Start of Document excerpt
You’ve probably heard of DevOps, but do you know about DataOps? It builds on the DevOps approach to provide huge benefits in unlocking business value from data.
Many people have heard of DevOps, even if they don’t know precisely what it means. It is an agile approach to software development, which brings together the development and testing processes. This is designed to shorten the development life cycle, and improve the quality of the software. However, what do we mean by DataOps?
Like DevOps, DataOps borrows from agile methodology. It provides an agile approach to data access, management, storage, analysis, and governance. Huge amounts of data scientist time are spent on data management, and especially access and preparation. This is essential to ensure high quality data, because we all know that garbage in means garbage out. DataOps offers a better way to operationalise data and analytics workflows, providing reliability, adaptability and perhaps most crucially, faster time to value. It makes data more usable, and also promotes better data governance. Fundamentally, it is all about creating more business value from big data.
DataOps is not quite the same as ModelOps, the other ‘Ops’ phrase that is often mentioned in analytics circles. That is about the management of models, including their governance. ModelOps is therefore about operationalising analytical models, and DataOps is about the data that feeds into those models.
There are several processes and elements that feed into DataOps. These include data storage, including managing the data lake or data warehouse, and data governance. DataOps also uses statistical process control to monitor the data analytics pipeline, improving processing and data quality. We can liken the overall process to the processes required to provide clean water. You start by collecting rainwater in a reservoir, then purify it through various systems and processes. Once it is ready, it flows into the pipes to come out of the tap in someone’s house, ready to use.
End of Document excerpt
Questions to answer
a – From the DataOps passage, reproduce everything from "DataOps is not" down to "into those models.".
b – Pick up the DataOps passage after its last sentence and keep writing it.
These entries come from a separate source.
Start of Listed entries
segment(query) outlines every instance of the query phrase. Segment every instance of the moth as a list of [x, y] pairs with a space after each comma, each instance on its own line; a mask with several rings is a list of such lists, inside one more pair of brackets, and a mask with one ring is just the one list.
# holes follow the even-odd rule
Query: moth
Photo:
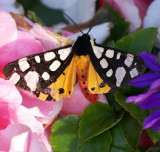
[[81, 31], [72, 45], [8, 63], [4, 75], [44, 101], [70, 97], [78, 79], [85, 97], [93, 101], [95, 94], [124, 86], [142, 72], [144, 62], [139, 56], [97, 44], [89, 31]]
End of Listed entries
Task-by-task answers
a –
DataOps is not quite the same as ModelOps, the other ‘Ops’ phrase that is often mentioned in analytics circles. That is about the management of models, including their governance. ModelOps is therefore about operationalising analytical models, and DataOps is about the data that feeds into those models.

b –
The benefits of DataOps
I said before that DataOps could help to unlock value from data, and particularly to do so quicker than manual methods. This is easy to say, but the real question is how this works in practice. Probably the best way is to provide some examples:
- The dataset can be configured to take into account constraints and security. For example, in a dataset on a witness protection programme, the head of the organisation might be able to see each person’s real name. However, those lower down the organisation could only see the fake name, or possibly even just a pseudonym or anonymised data.
- The purposes for data use can be specified by user. This means that each user’s access is tightly controlled, and the control can be time-limited. This improves the security of the data. You can even ensure that the data is right for the end user, rather than the person preparing the report. For example, someone preparing a report for the CEO might be able to access more information, in more detail if necessary, than if they were preparing a report for a more junior manager.
- Data can be held for a sensible amount of time. All data has a use-by date: a date by which it cannot sensibly be used any more because it is likely to be out-of-date. DataOps can enable this date to be specified, so that data is automatically removed after that date. This is useful for many applications, but particularly clinical trials data in life sciences, and personal information of any kind.
- It is easier to democratise analytics with DataOps. DataOps makes sure that data is ready to use, and accessible to those who need it, at the right level. It therefore fits well with a low code/no code environment, where users can build models quickly and easily to answer business questions.
- Data can be transformed automatically. One of the biggest hold-ups in analytics is getting the right data in the right form. DataOps means that you can be confident that all data can be transformed automatically to fit users’ requirements. This again improves data quality and governance.
Effectively, DataOps gives you the equivalent of an online shop for data. Users can access the data that they need, in the required format, over and over again, knowing that it is up-to-date and accurate. Crucially, just like turning on the tap in your house, you as the user do not have to worry about whether you have the right data. All you have to do is to input your requirements.